▶ **Text provided**
══════════════════════════════

# 12 week male over or under fed...don't know



## shadowdsouza (Feb 7, 2012)

Hi Everyone

My puppy Zeus is now 12 weeks old. He weighs 25lbs. He has been on Orijen LBP as his food, I usually add a couple of spoons of canned food to his food. He eats twice a day due to our schedule. 

I have been feeding him approximately 2 cups a day with about 4 tablespoons of canned food. He weighs 25 lbs on this diet. I checked the recommended feeding on the bag and online and as per that he should be fed 4.5 to 5.5 cups a day. When I saw that my heart sank....poor guy I have been starving him 

Now I was looking at average 12 week old male pups weight and it seems like I am in a good range. He does not look under fed....

So now I am confused...do not want to over feed up and dpo not want to under feed him too. This morning I gave hime 2 cups and for the first time he had stools that were solid and then ended with soft stools.


Please help...:help:


----------



## Freestep (May 1, 2011)

══════════════════════════════

▶ **Exercise set**
- A) Transcribe everything in the puppy-feeding thread from "I have been feeding" down to "look under fed....".
- B) Go on with the puppy-feeding thread from the point where it stops.
The lines that come next are separate material, unrelated to the puppy-feeding thread.

▶ **Collected data**
══════════════════════════════

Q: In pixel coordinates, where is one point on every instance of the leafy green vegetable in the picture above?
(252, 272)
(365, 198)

══════════════════════════════

▶ **Per-task outputs**
- A)
I have been feeding him approximately 2 cups a day with about 4 tablespoons of canned food. He weighs 25 lbs on this diet. I checked the recommended feeding on the bag and online and as per that he should be fed 4.5 to 5.5 cups a day. When I saw that my heart sank....poor guy I have been starving him 

Now I was looking at average 12 week old male pups weight and it seems like I am in a good range. He does not look under fed....

- B)
2 cups of high-fat kibble a day is a decent ration for a 12 week old pup, though some do need more than that. If you do increase his food, do it gradually, with three meals a day instead of two. If increased too quickly it can cause bowel upset. 

25 lb. for a 12 week old is within healthy range, but we'd really need to see photos of your pup. One from above and one from the side, to determine if he is actually underweight.


----------



## kateydog (Aug 1, 2012)

shadowdsouza said:


> Hi Everyone
> 
> My puppy Zeus is now 12 weeks old. He weighs 25lbs. He has been on Orijen LBP as his food, I usually add a couple of spoons of canned food to his food. He eats twice a day due to our schedule.
> 
> ...


How tall is he? If 17 inches plus he could probably use a little more food. Also depends on how much exercise he is getting or if he is crated all day etc.

Some people use a 30 minute method in the morning, where they let the dog eat all it can and cut back from that. If you google that, you should find instructions.

My girl is over 17 inches and around 25.5 pounds at exactly 12 weeks. Father was 90, mom was 70.

She gets exercise throughout the day as I am at home. She eats 2 cups in the morning and at night and kibble as treats through the day (training).

I don't give her any wet food though. Other then that she chews on bully sticks.


----------



## shadowdsouza (Feb 7, 2012)

kateydog said:


> How tall is he? If 17 inches plus he could probably use a little more food. Also depends on how much exercise he is getting or if he is crated all day etc.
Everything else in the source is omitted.